[Start Document extract]

P Anandan, Microsoft Research (Chair)

Speakers

Foreign Speakers

  • Henry S.Baird
    Computer Science & Engineering Dept Lehigh University Bethlehem, PA 18015 USA
    Title: Document Image Analysis and Digital Libraries

    Abstract

    The rapid growth of digital libraries (DLs) worldwide poses many new challenges for document image analysis (DIA) research and development. DLs promise to offer more people access to larger document collections, and at far greater speed, than physical libraries can. But DLs also tend, for many reasons, to serve poorly, or even to omit entirely, many types of non-digital human--legible media such as originally printed and handwritten documents. These documents, in their original physical (undigitized) form, are readily - if not always quickly - legible, searchable, and browseable, whereas in the form of images accessed through DLs they often lose many of their original advantages while of course lacking many advantages of symbolically encoded information. This talk explores these issues and illustrates them with brief case studies arising from his experience as a DIA researcher in collaboration with several DL projects in the US. Difficult open DIA technical problems in DL applications are identified in, e.g., the contrasting advantages of paper and digital displays, during image capture, early processing, recognition, analysis, presentation, and retrieval - and in personal and interactive applications.

    These support the conclusion that the international image understanding R&D community is urgently needed (because uniquely qualified) to provide new technology to help rescue from neglect - even, in many cases, eventual oblivion - the world's vast culturally irreplaceable legacy paper document collections.

[End Document extract]

**Challenge A:**
Translate this sentence from the abstract on digital libraries into French: "The rapid growth of digital libraries (DLs) worldwide poses many new challenges for document image analysis (DIA) research and development."

[Start Raw records]

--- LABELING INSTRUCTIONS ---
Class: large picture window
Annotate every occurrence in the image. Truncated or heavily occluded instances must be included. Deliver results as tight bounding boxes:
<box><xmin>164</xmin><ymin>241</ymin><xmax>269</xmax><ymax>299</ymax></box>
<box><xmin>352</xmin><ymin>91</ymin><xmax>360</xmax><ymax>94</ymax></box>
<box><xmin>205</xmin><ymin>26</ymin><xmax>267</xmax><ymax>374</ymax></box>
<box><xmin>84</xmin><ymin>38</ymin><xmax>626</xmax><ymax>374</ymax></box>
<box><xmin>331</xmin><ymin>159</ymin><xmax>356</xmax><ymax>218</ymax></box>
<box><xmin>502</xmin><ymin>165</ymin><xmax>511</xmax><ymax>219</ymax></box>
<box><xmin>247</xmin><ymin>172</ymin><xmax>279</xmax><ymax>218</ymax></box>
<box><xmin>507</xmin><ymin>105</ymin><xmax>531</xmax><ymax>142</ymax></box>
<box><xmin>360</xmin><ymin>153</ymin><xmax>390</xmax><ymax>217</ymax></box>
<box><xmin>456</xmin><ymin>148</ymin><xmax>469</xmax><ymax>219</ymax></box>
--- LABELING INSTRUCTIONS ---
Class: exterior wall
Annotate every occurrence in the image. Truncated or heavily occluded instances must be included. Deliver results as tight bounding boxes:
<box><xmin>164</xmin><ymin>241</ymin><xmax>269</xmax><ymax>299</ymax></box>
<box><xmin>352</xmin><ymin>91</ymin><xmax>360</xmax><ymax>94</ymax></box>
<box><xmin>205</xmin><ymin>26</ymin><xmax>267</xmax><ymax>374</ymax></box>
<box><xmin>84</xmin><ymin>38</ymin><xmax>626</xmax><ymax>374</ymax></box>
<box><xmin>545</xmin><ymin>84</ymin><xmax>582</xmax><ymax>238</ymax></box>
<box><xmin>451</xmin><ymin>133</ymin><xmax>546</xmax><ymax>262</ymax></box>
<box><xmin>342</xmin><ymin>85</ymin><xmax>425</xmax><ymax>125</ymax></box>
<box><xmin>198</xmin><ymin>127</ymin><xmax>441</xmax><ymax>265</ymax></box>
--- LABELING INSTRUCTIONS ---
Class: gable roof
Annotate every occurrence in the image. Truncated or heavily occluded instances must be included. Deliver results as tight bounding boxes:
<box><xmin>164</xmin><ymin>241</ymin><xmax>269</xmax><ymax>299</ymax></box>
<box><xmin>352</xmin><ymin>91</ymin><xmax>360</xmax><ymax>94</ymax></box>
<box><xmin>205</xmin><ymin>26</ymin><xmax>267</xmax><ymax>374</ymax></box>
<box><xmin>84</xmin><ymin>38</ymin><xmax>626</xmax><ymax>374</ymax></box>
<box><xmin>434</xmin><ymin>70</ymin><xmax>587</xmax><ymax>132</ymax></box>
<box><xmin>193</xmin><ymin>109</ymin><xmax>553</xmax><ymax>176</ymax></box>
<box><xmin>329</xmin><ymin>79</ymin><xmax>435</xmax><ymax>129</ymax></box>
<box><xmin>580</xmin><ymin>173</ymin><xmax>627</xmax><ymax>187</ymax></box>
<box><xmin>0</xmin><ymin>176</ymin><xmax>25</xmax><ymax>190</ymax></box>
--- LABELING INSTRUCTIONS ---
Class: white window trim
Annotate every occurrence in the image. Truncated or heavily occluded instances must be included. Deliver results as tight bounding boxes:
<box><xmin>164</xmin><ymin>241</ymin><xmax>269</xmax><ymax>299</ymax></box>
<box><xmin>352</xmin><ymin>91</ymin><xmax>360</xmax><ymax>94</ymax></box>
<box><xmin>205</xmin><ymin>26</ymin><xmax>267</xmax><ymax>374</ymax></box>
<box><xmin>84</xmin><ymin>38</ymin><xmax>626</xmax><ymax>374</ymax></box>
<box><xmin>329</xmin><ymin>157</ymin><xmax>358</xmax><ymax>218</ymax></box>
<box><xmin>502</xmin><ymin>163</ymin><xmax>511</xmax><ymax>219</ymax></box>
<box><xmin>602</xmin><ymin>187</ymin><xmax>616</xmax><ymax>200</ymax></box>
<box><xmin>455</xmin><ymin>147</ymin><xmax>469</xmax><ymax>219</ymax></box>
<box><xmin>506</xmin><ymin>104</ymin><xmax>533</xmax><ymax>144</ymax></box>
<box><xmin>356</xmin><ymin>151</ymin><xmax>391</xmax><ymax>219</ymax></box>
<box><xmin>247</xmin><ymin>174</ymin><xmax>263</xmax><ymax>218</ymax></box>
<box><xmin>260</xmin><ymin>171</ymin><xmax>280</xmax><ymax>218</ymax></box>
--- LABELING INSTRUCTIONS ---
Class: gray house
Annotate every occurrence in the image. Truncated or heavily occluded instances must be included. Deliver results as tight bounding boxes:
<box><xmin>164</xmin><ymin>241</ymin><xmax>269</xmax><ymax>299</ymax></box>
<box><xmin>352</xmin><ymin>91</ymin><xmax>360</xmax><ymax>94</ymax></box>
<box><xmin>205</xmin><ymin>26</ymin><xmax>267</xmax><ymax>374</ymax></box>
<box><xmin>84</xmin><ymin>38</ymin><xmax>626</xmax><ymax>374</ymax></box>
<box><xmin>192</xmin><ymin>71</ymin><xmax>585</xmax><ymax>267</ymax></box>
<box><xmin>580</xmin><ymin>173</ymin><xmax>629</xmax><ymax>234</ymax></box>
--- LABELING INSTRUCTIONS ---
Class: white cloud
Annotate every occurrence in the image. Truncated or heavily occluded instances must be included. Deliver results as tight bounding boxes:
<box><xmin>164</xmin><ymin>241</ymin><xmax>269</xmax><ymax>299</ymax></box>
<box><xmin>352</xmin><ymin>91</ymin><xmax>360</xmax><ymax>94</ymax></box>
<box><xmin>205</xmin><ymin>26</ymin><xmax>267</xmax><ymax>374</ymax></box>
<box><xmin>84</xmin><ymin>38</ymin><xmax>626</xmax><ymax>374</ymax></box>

[End Raw records]

**Challenge B:**
Filter the records above, keeping every line that contains the word "white". Matching is case-sensitive.

**Reply A:**
La croissance rapide des bibliothèques numériques (DLs) dans le monde pose de nombreux nouveaux défis pour la recherche et le développement en analyse d'images de documents (DIA).

**Reply B:**
Class: white window trim
Class: white cloud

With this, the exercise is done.